What you will do: Repeat the records below exactly.

::::::

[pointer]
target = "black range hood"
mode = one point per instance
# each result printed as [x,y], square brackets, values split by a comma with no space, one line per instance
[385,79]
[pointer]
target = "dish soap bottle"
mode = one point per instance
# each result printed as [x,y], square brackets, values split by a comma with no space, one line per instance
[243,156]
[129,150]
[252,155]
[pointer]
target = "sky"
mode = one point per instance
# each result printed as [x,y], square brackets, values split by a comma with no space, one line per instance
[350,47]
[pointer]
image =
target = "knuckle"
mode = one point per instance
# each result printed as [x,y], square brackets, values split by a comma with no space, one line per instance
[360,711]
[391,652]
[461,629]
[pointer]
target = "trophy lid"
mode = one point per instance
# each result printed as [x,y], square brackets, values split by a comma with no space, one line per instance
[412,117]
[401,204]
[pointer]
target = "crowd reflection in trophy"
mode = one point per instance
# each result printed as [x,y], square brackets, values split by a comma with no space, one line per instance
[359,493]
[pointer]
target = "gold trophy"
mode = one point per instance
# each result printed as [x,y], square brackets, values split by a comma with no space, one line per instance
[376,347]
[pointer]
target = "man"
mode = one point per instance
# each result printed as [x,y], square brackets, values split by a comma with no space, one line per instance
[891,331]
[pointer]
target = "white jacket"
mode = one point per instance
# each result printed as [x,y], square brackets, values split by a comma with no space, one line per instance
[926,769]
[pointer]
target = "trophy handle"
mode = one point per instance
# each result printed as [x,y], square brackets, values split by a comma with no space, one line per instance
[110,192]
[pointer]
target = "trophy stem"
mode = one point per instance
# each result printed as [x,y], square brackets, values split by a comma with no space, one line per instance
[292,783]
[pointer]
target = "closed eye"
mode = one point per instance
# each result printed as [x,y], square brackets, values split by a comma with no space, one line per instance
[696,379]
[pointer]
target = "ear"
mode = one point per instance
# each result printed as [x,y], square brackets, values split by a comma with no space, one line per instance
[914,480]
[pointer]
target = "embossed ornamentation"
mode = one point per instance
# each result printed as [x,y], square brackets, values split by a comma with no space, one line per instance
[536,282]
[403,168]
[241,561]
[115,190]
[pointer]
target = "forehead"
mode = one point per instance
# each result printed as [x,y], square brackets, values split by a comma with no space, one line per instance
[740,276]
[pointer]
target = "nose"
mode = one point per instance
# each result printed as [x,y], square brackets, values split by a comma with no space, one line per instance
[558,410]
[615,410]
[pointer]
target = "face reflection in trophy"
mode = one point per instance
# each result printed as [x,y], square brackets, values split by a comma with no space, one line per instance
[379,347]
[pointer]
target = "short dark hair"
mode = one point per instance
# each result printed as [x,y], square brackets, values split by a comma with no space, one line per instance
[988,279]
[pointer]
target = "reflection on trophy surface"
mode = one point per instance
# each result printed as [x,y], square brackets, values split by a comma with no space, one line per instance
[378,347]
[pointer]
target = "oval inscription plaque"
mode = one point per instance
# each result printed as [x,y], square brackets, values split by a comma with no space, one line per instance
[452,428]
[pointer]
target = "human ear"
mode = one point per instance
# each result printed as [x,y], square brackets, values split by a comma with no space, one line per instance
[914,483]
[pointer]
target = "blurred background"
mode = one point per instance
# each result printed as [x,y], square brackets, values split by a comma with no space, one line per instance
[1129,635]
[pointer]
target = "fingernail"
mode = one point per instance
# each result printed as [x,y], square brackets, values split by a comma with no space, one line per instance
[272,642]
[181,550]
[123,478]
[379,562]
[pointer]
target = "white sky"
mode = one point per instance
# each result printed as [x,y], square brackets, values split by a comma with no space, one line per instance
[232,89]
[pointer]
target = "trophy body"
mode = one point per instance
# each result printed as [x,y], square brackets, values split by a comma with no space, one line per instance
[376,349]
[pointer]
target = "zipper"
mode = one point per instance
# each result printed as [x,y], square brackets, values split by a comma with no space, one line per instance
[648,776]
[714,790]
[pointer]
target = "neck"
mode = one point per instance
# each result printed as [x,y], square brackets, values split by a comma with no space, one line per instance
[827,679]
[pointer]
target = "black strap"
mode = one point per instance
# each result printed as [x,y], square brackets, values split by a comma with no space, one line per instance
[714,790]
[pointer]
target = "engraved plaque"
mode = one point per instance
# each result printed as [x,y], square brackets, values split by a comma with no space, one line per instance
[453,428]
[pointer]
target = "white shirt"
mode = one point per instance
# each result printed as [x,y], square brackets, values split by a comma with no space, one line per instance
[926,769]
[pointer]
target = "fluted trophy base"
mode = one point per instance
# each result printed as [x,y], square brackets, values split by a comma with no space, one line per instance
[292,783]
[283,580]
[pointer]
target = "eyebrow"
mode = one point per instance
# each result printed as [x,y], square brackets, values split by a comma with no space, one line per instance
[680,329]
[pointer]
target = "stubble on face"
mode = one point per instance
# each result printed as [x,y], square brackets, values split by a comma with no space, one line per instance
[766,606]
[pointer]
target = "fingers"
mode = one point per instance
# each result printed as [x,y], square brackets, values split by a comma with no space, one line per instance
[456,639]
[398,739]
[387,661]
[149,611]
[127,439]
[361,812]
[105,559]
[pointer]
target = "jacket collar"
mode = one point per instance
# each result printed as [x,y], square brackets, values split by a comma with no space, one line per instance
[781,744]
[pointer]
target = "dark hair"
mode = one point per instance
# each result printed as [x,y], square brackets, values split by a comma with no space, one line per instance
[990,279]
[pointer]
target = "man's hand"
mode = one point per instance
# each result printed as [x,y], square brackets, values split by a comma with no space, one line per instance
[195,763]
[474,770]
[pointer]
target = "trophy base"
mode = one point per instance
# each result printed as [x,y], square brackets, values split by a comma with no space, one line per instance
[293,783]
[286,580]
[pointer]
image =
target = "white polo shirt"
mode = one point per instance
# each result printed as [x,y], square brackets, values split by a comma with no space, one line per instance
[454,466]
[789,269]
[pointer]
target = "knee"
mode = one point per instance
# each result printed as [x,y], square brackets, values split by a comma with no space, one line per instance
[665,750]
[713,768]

::::::

Result of the exercise:
[pointer]
target = "black range hood"
mode = one point per instance
# each result printed as [x,y], square brackets, values split by a comma with no space, one line per instance
[385,79]
[pointer]
target = "dish soap bottle"
mode = one point per instance
# each result printed as [x,y], square brackets, values split by a comma with no space, one line per instance
[243,156]
[129,150]
[252,155]
[pointer]
target = "sky"
mode = one point per instance
# each result printed as [x,y], square brackets, values split by a comma with no space, one line per instance
[350,47]
[pointer]
image =
target = "knuckle"
mode = one point per instance
# each result printed as [x,y], square brackets, values split by a comma with no space, one line per instance
[360,711]
[391,652]
[461,629]
[pointer]
target = "trophy lid"
mode = one point per instance
# each result printed as [x,y], square brackets, values split by a comma with no space, one line per instance
[412,117]
[401,204]
[pointer]
target = "crowd reflection in trophy"
mode = one point per instance
# each result printed as [x,y], square brackets, values split by a comma with no space, one line per instance
[359,493]
[pointer]
target = "gold trophy"
mode = one point per instance
# each result printed as [x,y], square brackets, values split by a comma with no space, one line per instance
[376,347]
[pointer]
target = "man"
mode = one point per instance
# each result printed as [x,y], square brackets, values split by a comma with no space, one line per instance
[891,331]
[pointer]
target = "white jacket"
mode = one point per instance
# each result printed as [x,y], square brackets, values split by a comma with no space, one line per instance
[926,769]
[pointer]
target = "trophy handle"
mode = one point per instance
# each result printed as [x,y], square brackets, values split by a comma with no space, one line per instance
[110,192]
[pointer]
target = "trophy stem"
mode = one point per instance
# each result printed as [x,y], square brackets, values split by a comma with no space, one line per instance
[292,783]
[pointer]
target = "closed eye"
mode = one point per instance
# each result printed as [x,y], square brackets, values split by a comma with no space, one line per instance
[696,379]
[pointer]
target = "ear"
mode = one point per instance
# each result printed as [x,y], square brackets, values split by a comma with no space, one line per instance
[914,480]
[pointer]
target = "embossed ornamentation"
mode = one point per instance
# each result printed as [x,y], square brackets, values split by a comma with no space, one line per instance
[536,282]
[403,168]
[241,561]
[115,190]
[pointer]
target = "forehead"
mode = one point per instance
# each result printed as [x,y], square brackets, values split by a comma with no space, one line per instance
[740,276]
[pointer]
target = "nose"
mode = one point per instance
# each result printed as [x,y], square brackets, values split by a comma with no space, one line per instance
[558,410]
[615,410]
[pointer]
target = "face reflection in trophy"
mode = one point per instance
# each result printed as [x,y], square brackets, values split by a comma with no space, one line per instance
[379,347]
[pointer]
target = "short dark hair"
mode = one point per instance
# each result printed as [x,y], square brackets, values split by a comma with no space, one line per instance
[988,279]
[pointer]
target = "reflection on trophy surface"
mode = one point per instance
# each result printed as [x,y], square brackets, values split by a comma with no space, one line per instance
[378,347]
[pointer]
target = "oval inscription plaque"
mode = one point per instance
# each result printed as [x,y], square brackets, values split by a comma with no space, one line per instance
[452,428]
[pointer]
target = "human ear"
mode = one point per instance
# each result printed as [x,y], square brackets, values split by a comma with no space, one line per instance
[914,483]
[pointer]
target = "blurred background"
mode = one point per instance
# each result printed as [x,y], square brackets, values split by a comma with no space, one line per instance
[1129,635]
[pointer]
target = "fingernail"
mode = one point per instance
# each result printed as [x,y], square brackets, values split by a comma with no space, one line per instance
[272,642]
[181,550]
[123,478]
[379,562]
[pointer]
target = "white sky"
mode = one point per instance
# each result printed as [x,y], square brackets, values split by a comma with no space, one line per instance
[232,89]
[pointer]
target = "trophy body"
mode = one point per instance
# each result printed as [x,y], square brackets, values split by a comma with no space, one line per instance
[376,349]
[pointer]
target = "zipper"
mode = one point per instance
# each result printed as [x,y], square brackets, values split by a comma with no space, one line per instance
[648,776]
[714,790]
[pointer]
target = "neck"
mode = one point per instance
# each result printed as [x,y], square brackets, values split by a comma with no space, one line per instance
[827,679]
[pointer]
target = "black strap"
mode = one point per instance
# each result printed as [x,y], square brackets, values split by a comma with no space, one line per instance
[714,790]
[pointer]
target = "engraved plaque"
mode = one point per instance
# each result printed as [x,y], square brackets, values split by a comma with no space, one line per instance
[453,428]
[pointer]
target = "white shirt"
mode = one point per instance
# each result printed as [x,y], square brackets, values split by a comma with no space, one line per instance
[926,769]
[pointer]
target = "fluted trophy base"
mode = one point per instance
# each result printed as [x,y], square brackets, values split by a comma with no space, one line per instance
[292,783]
[283,580]
[pointer]
target = "eyebrow"
mode = one point per instance
# each result printed as [x,y], square brackets, values split by a comma with no space, one line per instance
[680,329]
[pointer]
target = "stubble on face"
mode = one point per instance
# each result printed as [x,y], square brackets, values split by a comma with no space, one line per instance
[766,606]
[pointer]
target = "fingers"
mode = one point per instance
# each result printed as [x,y], square brackets, values split by a comma with no space, one line per instance
[456,639]
[398,739]
[387,661]
[149,611]
[127,439]
[361,812]
[105,559]
[pointer]
target = "jacket collar"
mode = one point per instance
# each result printed as [x,y], square brackets, values split by a comma with no space, one line per instance
[781,744]
[pointer]
target = "dark hair"
mode = one point per instance
# each result printed as [x,y], square brackets, values split by a comma with no space, one line per instance
[990,279]
[pointer]
target = "man's hand"
mode = one point per instance
# each result printed as [x,y], square brackets, values split by a comma with no space, one line per instance
[195,763]
[474,770]
[pointer]
target = "trophy base"
mode = one point per instance
# each result printed as [x,y], square brackets, values split by a comma with no space, one line per instance
[293,783]
[286,580]
[pointer]
image =
target = "white polo shirt"
mode = one point per instance
# each result printed as [x,y], square brackets, values split by a comma with no space, one line per instance
[454,466]
[789,269]
[pointer]
target = "knee"
mode = one point per instance
# each result printed as [x,y], square brackets, values split by a comma with no space, one line per instance
[665,750]
[713,768]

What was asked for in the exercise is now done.